_Work to complete_
The records below are to be transcribed word for word.

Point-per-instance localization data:
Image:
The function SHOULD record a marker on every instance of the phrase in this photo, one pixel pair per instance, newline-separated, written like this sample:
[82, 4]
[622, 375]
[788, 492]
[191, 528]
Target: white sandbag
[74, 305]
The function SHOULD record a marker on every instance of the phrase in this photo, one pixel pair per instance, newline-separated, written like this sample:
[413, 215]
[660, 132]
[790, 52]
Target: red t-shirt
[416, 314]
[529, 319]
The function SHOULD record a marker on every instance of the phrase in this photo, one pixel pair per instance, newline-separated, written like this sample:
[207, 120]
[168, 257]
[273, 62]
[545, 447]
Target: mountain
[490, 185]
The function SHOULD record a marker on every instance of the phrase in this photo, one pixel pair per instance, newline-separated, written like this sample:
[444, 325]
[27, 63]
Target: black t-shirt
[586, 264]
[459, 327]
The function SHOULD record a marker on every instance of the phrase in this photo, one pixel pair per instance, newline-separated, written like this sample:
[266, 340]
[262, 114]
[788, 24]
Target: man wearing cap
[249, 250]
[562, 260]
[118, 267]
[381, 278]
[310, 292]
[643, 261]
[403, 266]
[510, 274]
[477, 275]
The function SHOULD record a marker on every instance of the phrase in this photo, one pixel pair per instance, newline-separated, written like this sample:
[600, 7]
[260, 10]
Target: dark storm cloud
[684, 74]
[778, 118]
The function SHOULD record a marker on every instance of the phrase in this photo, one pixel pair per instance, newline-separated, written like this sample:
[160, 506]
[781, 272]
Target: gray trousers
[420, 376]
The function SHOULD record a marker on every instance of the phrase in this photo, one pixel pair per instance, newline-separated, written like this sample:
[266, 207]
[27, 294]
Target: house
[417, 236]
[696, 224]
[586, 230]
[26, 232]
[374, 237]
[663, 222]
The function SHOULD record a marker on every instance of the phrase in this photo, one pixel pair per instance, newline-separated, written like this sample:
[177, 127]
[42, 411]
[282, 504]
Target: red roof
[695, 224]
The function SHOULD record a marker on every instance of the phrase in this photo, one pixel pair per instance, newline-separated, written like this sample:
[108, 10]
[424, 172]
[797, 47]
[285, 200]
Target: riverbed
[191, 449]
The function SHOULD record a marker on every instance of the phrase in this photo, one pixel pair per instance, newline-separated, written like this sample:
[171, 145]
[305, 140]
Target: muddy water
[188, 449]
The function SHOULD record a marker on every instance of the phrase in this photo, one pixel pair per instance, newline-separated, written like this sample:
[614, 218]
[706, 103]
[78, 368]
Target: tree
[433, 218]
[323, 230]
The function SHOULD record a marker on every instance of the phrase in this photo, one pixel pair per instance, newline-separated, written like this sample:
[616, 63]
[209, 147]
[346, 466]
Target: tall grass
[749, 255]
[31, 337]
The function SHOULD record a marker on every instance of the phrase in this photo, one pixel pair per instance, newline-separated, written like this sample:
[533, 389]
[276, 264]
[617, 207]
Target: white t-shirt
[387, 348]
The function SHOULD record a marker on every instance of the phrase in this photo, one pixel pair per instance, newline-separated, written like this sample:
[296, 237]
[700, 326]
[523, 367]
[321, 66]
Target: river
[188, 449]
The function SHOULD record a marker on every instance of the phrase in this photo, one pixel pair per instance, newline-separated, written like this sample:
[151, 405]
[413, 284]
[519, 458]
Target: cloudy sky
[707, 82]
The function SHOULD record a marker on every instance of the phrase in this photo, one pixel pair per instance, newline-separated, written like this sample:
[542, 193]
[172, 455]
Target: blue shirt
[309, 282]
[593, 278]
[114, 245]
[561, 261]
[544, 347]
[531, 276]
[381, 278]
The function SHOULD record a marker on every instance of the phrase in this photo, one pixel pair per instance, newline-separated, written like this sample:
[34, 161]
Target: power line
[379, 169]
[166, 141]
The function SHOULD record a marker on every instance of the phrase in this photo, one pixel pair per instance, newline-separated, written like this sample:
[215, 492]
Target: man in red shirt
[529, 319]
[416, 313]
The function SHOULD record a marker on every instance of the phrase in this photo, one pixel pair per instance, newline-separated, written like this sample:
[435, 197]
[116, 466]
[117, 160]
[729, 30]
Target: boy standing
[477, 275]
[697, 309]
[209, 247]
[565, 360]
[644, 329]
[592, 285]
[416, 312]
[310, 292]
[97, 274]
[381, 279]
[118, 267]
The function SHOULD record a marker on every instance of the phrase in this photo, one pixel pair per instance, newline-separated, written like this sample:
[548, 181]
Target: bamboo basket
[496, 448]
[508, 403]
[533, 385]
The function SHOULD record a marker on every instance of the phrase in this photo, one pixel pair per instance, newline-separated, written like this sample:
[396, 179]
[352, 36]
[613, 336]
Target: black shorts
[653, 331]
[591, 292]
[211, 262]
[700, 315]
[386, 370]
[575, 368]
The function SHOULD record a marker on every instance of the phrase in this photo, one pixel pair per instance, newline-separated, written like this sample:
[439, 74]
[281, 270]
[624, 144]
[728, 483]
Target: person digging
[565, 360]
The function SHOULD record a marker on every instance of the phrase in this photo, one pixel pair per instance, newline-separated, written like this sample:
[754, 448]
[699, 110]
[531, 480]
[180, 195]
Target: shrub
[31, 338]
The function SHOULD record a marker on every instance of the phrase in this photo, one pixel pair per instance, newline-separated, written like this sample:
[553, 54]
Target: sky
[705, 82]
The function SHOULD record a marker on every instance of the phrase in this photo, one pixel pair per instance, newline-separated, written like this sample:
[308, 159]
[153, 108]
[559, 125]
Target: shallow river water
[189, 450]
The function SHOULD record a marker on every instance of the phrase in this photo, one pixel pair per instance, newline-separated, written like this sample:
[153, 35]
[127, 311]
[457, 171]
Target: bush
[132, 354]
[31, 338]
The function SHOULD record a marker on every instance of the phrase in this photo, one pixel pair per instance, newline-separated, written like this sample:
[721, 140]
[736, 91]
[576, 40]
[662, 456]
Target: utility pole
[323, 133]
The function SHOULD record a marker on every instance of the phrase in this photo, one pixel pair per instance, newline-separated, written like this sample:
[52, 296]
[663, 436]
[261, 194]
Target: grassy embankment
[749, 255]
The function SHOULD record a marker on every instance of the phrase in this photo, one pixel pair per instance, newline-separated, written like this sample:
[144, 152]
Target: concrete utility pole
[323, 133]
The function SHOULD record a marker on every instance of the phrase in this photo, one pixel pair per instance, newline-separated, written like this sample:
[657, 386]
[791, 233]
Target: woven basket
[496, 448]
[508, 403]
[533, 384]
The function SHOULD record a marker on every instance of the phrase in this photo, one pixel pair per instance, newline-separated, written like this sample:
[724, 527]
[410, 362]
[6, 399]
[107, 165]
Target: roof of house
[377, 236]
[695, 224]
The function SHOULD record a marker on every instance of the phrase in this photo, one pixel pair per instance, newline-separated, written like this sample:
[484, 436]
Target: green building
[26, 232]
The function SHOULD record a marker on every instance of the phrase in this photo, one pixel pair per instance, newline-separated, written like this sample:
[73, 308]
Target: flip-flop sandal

_Answer space_
Image:
The function SHOULD record a marker on every instance of the phrase in this photo, one pixel pair per instance, newline-separated, written like this sample:
[82, 4]
[622, 375]
[788, 492]
[191, 528]
Target: white sandbag
[74, 305]
The function SHOULD record a marker on every instance of the phrase in this photo, one pixel pair per instance, newline-separated, written like this sample:
[413, 215]
[660, 132]
[790, 52]
Target: red t-shirt
[416, 314]
[529, 319]
The function SHOULD record a marker on every instance of the phrase in this photo, one pixel pair per instance, newline-separated, written like this sample:
[207, 120]
[168, 257]
[273, 62]
[545, 447]
Target: mountain
[490, 185]
The function SHOULD record a marker on every instance of the phrase in this photo, one pixel pair per instance, newline-separated, written like this sample:
[444, 325]
[27, 63]
Target: black t-shirt
[586, 264]
[459, 327]
The function SHOULD record a marker on every instance of the phrase in this photo, one pixel pair per instance, newline-separated, written like this sample:
[266, 340]
[262, 114]
[788, 24]
Target: man wearing cap
[249, 250]
[562, 260]
[118, 267]
[381, 278]
[310, 292]
[643, 261]
[403, 266]
[510, 274]
[477, 275]
The function SHOULD record a marker on every instance of the phrase in this photo, one pixel pair per instance, newline-separated, written like this sample:
[600, 7]
[260, 10]
Target: dark storm cloud
[684, 74]
[778, 118]
The function SHOULD record a marker on every instance of the phrase in this photo, one pixel pair per instance, newline-separated, written like this sample:
[160, 506]
[781, 272]
Target: gray trousers
[420, 376]
The function SHOULD record a marker on every instance of the phrase in this photo, one pixel pair per instance, newline-separated, written like this sample:
[266, 207]
[27, 294]
Target: house
[417, 236]
[696, 224]
[586, 230]
[26, 232]
[374, 237]
[663, 222]
The function SHOULD record a marker on every instance of the phrase in this photo, one pixel pair per instance, newline-separated, written like this sample:
[177, 127]
[42, 411]
[282, 504]
Target: red roof
[695, 224]
The function SHOULD record a marker on every instance of the phrase in this photo, one pixel pair per instance, newline-separated, written like this sample:
[108, 10]
[424, 172]
[797, 47]
[285, 200]
Target: riverbed
[191, 449]
The function SHOULD record a marker on every instance of the phrase in this photo, one pixel pair per instance, newline-separated, written like this sample:
[171, 145]
[305, 140]
Target: muddy water
[188, 449]
The function SHOULD record a marker on every instance of the phrase in this photo, one pixel pair per instance, newline-separated, written like this sample:
[614, 218]
[706, 103]
[78, 368]
Target: tree
[433, 218]
[323, 230]
The function SHOULD record a marker on every instance of the phrase in this photo, one pixel pair per instance, newline-separated, written like this sample:
[616, 63]
[209, 147]
[346, 466]
Target: tall grass
[749, 255]
[31, 337]
The function SHOULD record a marker on every instance of the phrase in this photo, one pixel pair per instance, newline-separated, written like this sample:
[533, 389]
[276, 264]
[617, 207]
Target: white t-shirt
[387, 348]
The function SHOULD record a marker on every instance of the phrase in this photo, one pixel pair per instance, newline-separated, written like this sample:
[296, 237]
[700, 326]
[523, 367]
[321, 66]
Target: river
[188, 449]
The function SHOULD record a marker on every instance of the phrase in this photo, one pixel pair per instance, newline-separated, written like this sample:
[151, 405]
[413, 284]
[519, 458]
Target: cloudy sky
[707, 82]
The function SHOULD record a marker on every instance of the phrase in this photo, one pixel pair per instance, newline-separated, written like this sample:
[542, 193]
[172, 455]
Target: blue shirt
[309, 282]
[593, 278]
[114, 245]
[561, 261]
[544, 347]
[531, 276]
[381, 278]
The function SHOULD record a marker on every instance of the phrase in this photo, one pixel pair per instance, newline-separated, written like this sample:
[34, 161]
Target: power line
[379, 169]
[166, 141]
The function SHOULD record a marker on every instance of the phrase in this photo, one pixel pair per instance, newline-separated, written like this sample:
[215, 492]
Target: man in red shirt
[529, 319]
[416, 313]
The function SHOULD record a marker on every instance of the phrase in this photo, one pixel pair per instance, newline-separated, written like this sample:
[435, 197]
[116, 466]
[117, 160]
[729, 30]
Target: boy standing
[477, 275]
[697, 309]
[209, 247]
[565, 360]
[644, 329]
[592, 285]
[416, 312]
[310, 292]
[97, 274]
[381, 279]
[118, 267]
The function SHOULD record a marker on every instance of the phrase in this photo, one pixel pair per instance, newline-separated, written like this sample:
[548, 181]
Target: bamboo basket
[496, 448]
[508, 403]
[533, 385]
The function SHOULD record a marker on every instance of the phrase in this photo, one pixel pair per instance, newline-separated, written like this sample:
[396, 179]
[352, 36]
[613, 336]
Target: black shorts
[653, 331]
[591, 292]
[211, 262]
[700, 315]
[386, 370]
[575, 368]
The function SHOULD record a marker on every instance of the phrase in this photo, one pixel pair per instance, newline-separated, written like this sample:
[439, 74]
[281, 270]
[624, 144]
[728, 483]
Target: person digging
[565, 360]
The function SHOULD record a marker on every instance of the phrase in this photo, one pixel pair per instance, newline-separated, written like this sample:
[754, 448]
[699, 110]
[531, 480]
[180, 195]
Target: shrub
[31, 338]
The function SHOULD record a marker on every instance of the phrase in this photo, one pixel pair per instance, newline-separated, written like this sample:
[553, 54]
Target: sky
[705, 82]
The function SHOULD record a marker on every instance of the phrase in this photo, one pixel pair per instance, newline-separated, written like this sample:
[308, 159]
[153, 108]
[559, 125]
Target: shallow river water
[189, 450]
The function SHOULD record a marker on every instance of the phrase in this photo, one pixel pair per instance, newline-separated, written like this sample:
[153, 35]
[127, 311]
[457, 171]
Target: bush
[132, 354]
[31, 338]
The function SHOULD record a marker on every instance of the phrase in this photo, one pixel pair per instance, newline-separated, written like this sample:
[721, 140]
[736, 91]
[576, 40]
[662, 456]
Target: utility pole
[323, 133]
The function SHOULD record a marker on every instance of the phrase in this photo, one pixel pair per instance, newline-separated, written like this sample:
[52, 296]
[663, 436]
[261, 194]
Target: grassy embankment
[749, 255]
The function SHOULD record a marker on every instance of the phrase in this photo, one pixel pair per instance, newline-separated, written like this sample:
[144, 152]
Target: concrete utility pole
[323, 133]
The function SHOULD record a marker on every instance of the phrase in this photo, one pixel pair per instance, newline-separated, written like this sample:
[657, 386]
[791, 233]
Target: woven basket
[496, 448]
[508, 403]
[533, 384]
The function SHOULD record a marker on every instance of the phrase in this photo, one pixel pair per instance, newline-separated, written like this sample:
[724, 527]
[410, 362]
[6, 399]
[107, 165]
Target: roof of house
[377, 236]
[695, 224]
The function SHOULD record a marker on every instance of the phrase in this photo, one pixel pair per instance, newline-separated, written like this sample:
[484, 436]
Target: green building
[26, 232]
The function SHOULD record a marker on every instance of the phrase in this photo, one pixel pair per instance, newline-separated, written like this sample:
[73, 308]
Target: flip-flop sandal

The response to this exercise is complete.